[DOCUMENT TEXT]
* * * * *
977 Bitset
Tutorial
The Problem
Implement a bitset — a fixed-size set of bits stored compactly in Vec<u64> words. Support set, clear, toggle, test, union (OR), intersection (AND), difference (AND NOT), and population count (popcount). Compare with OCaml's 63-bit integer bitset (one GC tag bit is reserved) and with Rust's full 64-bit words.
🎯 Learning Outcomes
i to word index i/64 and bit offset i%64set, clear, toggle, test using |=, &= !, ^=, & != 0union (|), intersection (&), difference (& !)count_ones (population count) using u64::count_ones() summed over wordsCode Example
#![allow(clippy::all)]
// 977: Bitset
// Set, clear, toggle, union, intersection via u64 word arrays
// OCaml uses 63-bit int (1 bit used for GC tag); Rust uses full u64
pub struct Bitset {
bits: Vec<u64>,
size: usize,
}
impl Bitset {
pub fn new(size: usize) -> Self {
let words = (size + 63) / 64;
Bitset {
bits: vec![0u64; words],
size,
}
}
fn word(&self, i: usize) -> usize {
i / 64
}
fn bit(&self, i: usize) -> u64 {
1u64 << (i % 64)
* * * * *
[WHAT NEEDS TO BE DONE] Continue the Rust bitset tutorial from the point where it stops.

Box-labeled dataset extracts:
* * * * *
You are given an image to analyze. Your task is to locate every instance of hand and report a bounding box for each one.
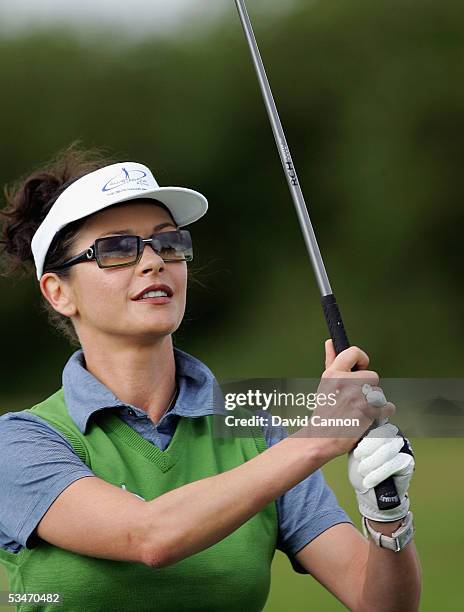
[348,423,415,522]
[293,340,395,459]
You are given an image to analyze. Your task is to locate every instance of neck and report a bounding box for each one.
[81,335,176,424]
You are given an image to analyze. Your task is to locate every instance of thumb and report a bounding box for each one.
[325,338,337,370]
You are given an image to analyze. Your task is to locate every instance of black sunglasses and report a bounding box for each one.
[47,230,193,272]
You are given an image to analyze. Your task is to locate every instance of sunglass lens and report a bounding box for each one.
[152,230,193,261]
[97,236,138,268]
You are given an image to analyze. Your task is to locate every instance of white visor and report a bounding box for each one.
[31,162,208,280]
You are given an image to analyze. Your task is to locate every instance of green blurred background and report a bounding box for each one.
[0,0,464,612]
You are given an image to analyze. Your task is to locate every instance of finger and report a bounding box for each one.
[358,399,396,424]
[325,338,337,370]
[358,438,403,476]
[331,346,369,372]
[354,423,398,460]
[362,453,412,489]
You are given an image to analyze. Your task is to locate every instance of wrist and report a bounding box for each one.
[366,518,403,536]
[287,429,337,466]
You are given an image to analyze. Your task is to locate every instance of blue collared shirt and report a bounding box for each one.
[0,348,351,573]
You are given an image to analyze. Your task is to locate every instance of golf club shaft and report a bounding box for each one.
[235,0,400,510]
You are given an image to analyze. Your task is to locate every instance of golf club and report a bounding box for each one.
[235,0,408,510]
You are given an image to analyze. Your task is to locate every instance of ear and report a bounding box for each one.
[40,272,77,317]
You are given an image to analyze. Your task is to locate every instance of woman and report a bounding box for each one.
[0,147,420,611]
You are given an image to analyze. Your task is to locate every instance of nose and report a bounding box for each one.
[137,244,165,274]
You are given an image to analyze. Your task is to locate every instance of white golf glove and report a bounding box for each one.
[348,423,414,522]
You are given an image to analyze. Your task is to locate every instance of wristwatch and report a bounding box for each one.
[362,512,414,552]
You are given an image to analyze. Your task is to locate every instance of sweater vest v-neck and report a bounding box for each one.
[0,388,278,612]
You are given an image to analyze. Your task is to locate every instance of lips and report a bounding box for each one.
[131,283,174,301]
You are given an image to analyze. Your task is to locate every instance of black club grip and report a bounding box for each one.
[321,293,350,355]
[321,293,404,510]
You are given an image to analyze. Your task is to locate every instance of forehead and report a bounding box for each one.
[80,200,175,236]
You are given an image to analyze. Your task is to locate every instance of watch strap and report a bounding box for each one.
[362,512,414,552]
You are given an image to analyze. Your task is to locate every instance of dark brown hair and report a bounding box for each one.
[0,142,115,346]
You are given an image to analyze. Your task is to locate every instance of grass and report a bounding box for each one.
[0,438,464,612]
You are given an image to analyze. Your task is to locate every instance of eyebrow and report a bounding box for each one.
[98,221,177,238]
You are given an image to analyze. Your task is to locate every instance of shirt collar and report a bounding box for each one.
[62,348,227,434]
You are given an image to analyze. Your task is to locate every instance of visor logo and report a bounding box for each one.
[102,168,149,192]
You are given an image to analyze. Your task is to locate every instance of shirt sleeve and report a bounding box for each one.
[0,411,94,553]
[263,413,353,574]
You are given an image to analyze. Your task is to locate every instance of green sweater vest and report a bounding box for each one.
[0,389,278,612]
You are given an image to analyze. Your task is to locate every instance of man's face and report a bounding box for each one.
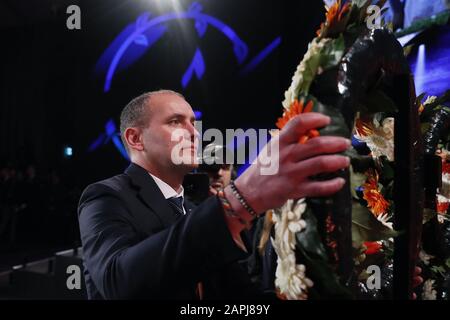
[142,93,199,171]
[208,164,231,191]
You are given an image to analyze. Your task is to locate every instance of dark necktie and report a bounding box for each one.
[167,197,184,215]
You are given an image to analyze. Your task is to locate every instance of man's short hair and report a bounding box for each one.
[120,90,184,154]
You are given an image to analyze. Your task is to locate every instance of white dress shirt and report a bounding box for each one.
[148,172,186,214]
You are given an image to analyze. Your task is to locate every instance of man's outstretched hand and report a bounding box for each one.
[235,112,351,212]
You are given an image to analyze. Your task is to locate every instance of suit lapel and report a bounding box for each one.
[125,163,176,227]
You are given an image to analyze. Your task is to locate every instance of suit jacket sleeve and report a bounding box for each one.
[79,184,246,299]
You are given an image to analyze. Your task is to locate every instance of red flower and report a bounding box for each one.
[276,99,319,143]
[364,241,382,254]
[363,169,389,217]
[436,201,450,214]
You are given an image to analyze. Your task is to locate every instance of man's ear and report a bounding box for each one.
[124,127,144,151]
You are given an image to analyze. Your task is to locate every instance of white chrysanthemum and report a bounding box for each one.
[419,250,434,266]
[355,117,394,161]
[377,213,394,230]
[282,38,332,110]
[271,199,313,300]
[422,279,437,300]
[439,173,450,202]
[423,96,437,106]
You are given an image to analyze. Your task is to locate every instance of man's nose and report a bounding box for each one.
[187,122,200,139]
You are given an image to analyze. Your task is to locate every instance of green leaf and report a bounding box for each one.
[445,258,450,268]
[365,90,398,113]
[296,209,353,299]
[352,203,399,246]
[352,0,368,8]
[320,34,345,71]
[295,209,328,261]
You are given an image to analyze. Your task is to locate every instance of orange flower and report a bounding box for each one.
[363,170,389,217]
[364,241,382,254]
[442,160,450,173]
[436,201,450,214]
[316,0,351,36]
[276,99,320,143]
[355,118,373,137]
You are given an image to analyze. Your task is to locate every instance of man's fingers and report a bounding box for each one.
[280,112,331,144]
[414,266,422,276]
[413,276,423,288]
[295,155,350,177]
[292,136,351,161]
[299,178,345,197]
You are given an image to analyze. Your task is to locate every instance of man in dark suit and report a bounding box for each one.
[79,90,350,299]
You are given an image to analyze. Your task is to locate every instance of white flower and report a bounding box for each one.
[271,199,313,300]
[419,250,434,266]
[377,213,394,230]
[423,96,437,106]
[282,38,332,110]
[355,117,394,161]
[422,279,437,300]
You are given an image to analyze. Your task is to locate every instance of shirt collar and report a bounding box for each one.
[148,172,186,213]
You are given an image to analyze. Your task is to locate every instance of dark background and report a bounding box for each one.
[0,0,324,186]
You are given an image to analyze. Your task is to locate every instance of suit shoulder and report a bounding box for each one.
[80,174,130,204]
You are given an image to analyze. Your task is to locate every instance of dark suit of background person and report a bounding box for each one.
[79,164,259,299]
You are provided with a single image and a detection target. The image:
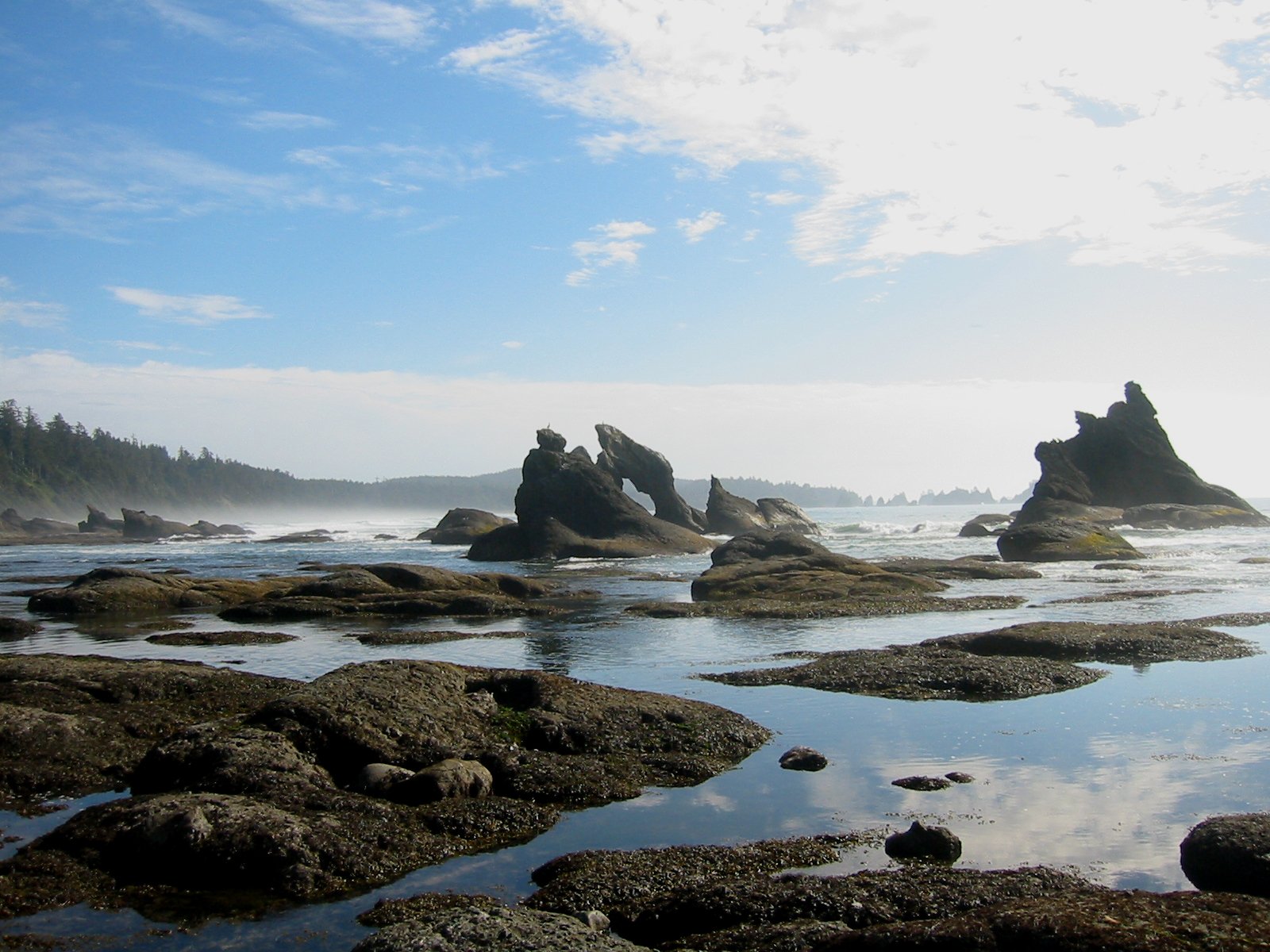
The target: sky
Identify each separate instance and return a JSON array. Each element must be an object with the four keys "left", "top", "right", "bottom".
[{"left": 0, "top": 0, "right": 1270, "bottom": 497}]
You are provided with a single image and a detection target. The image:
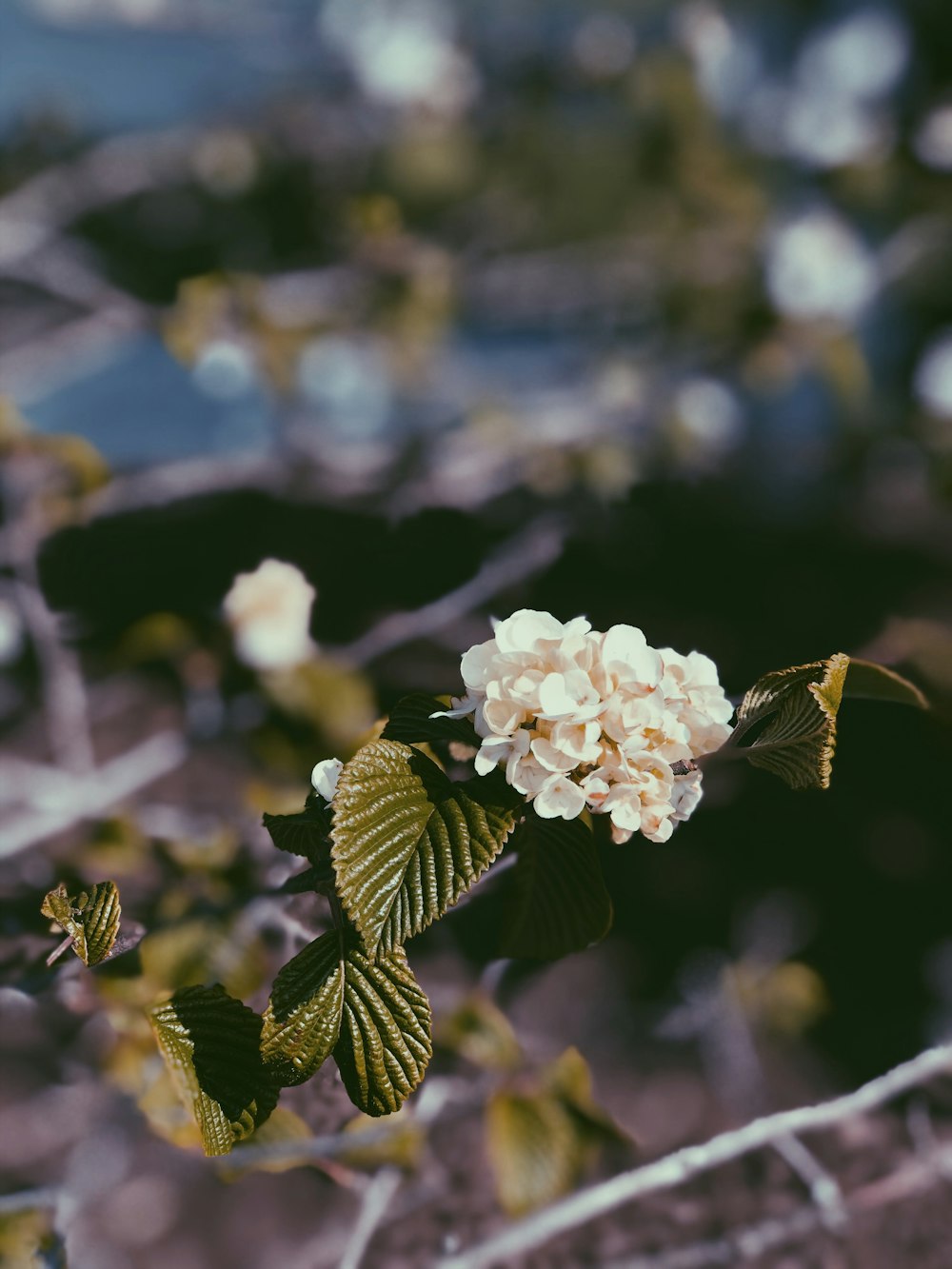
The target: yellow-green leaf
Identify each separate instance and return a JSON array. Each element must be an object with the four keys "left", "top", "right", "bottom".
[
  {"left": 731, "top": 652, "right": 849, "bottom": 789},
  {"left": 500, "top": 807, "right": 612, "bottom": 961},
  {"left": 41, "top": 881, "right": 121, "bottom": 965},
  {"left": 486, "top": 1091, "right": 583, "bottom": 1216},
  {"left": 541, "top": 1045, "right": 629, "bottom": 1142},
  {"left": 334, "top": 948, "right": 433, "bottom": 1116},
  {"left": 843, "top": 656, "right": 929, "bottom": 709},
  {"left": 437, "top": 991, "right": 522, "bottom": 1071},
  {"left": 331, "top": 740, "right": 514, "bottom": 958},
  {"left": 149, "top": 983, "right": 278, "bottom": 1155},
  {"left": 262, "top": 930, "right": 344, "bottom": 1087}
]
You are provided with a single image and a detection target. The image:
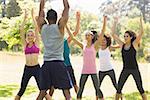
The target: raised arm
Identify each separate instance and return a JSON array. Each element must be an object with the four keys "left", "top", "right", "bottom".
[
  {"left": 37, "top": 0, "right": 45, "bottom": 31},
  {"left": 111, "top": 17, "right": 124, "bottom": 48},
  {"left": 31, "top": 8, "right": 39, "bottom": 46},
  {"left": 58, "top": 0, "right": 69, "bottom": 35},
  {"left": 94, "top": 16, "right": 107, "bottom": 51},
  {"left": 109, "top": 45, "right": 120, "bottom": 51},
  {"left": 20, "top": 10, "right": 27, "bottom": 47},
  {"left": 67, "top": 12, "right": 80, "bottom": 43},
  {"left": 133, "top": 17, "right": 144, "bottom": 48},
  {"left": 66, "top": 25, "right": 83, "bottom": 49}
]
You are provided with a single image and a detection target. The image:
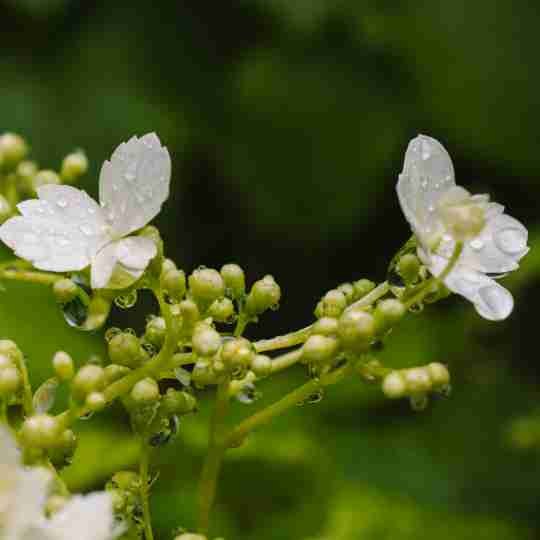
* * * * *
[EXERCISE ANSWER]
}
pub fn set(&mut self, i: usize) {
assert!(
i < self.size,
"index {} out of range (size={})",
i,
self.size
);
let (w, b) = (self.word(i), self.bit(i));
self.bits[w] |= b;
}
pub fn clear(&mut self, i: usize) {
assert!(i < self.size, "index out of range");
let (w, b) = (self.word(i), self.bit(i));
self.bits[w] &= !b;
}
pub fn toggle(&mut self, i: usize) {
assert!(i < self.size, "index out of range");
let (w, b) = (self.word(i), self.bit(i));
self.bits[w] ^= b;
}
pub fn test(&self, i: usize) -> bool {
if i >= self.size {
return false;
}
(self.bits[self.word(i)] >> (i % 64)) & 1 == 1
}
/// Count of set bits (popcount)
pub fn count(&self) -> u32 {
self.bits.iter().map(|w| w.count_ones()).sum()
}
/// Union: returns new bitset with bits set in either
pub fn union(&self, other: &Bitset) -> Bitset {
assert_eq!(self.size, other.size);
let bits = self
.bits
.iter()
.zip(&other.bits)
.map(|(a, b)| a | b)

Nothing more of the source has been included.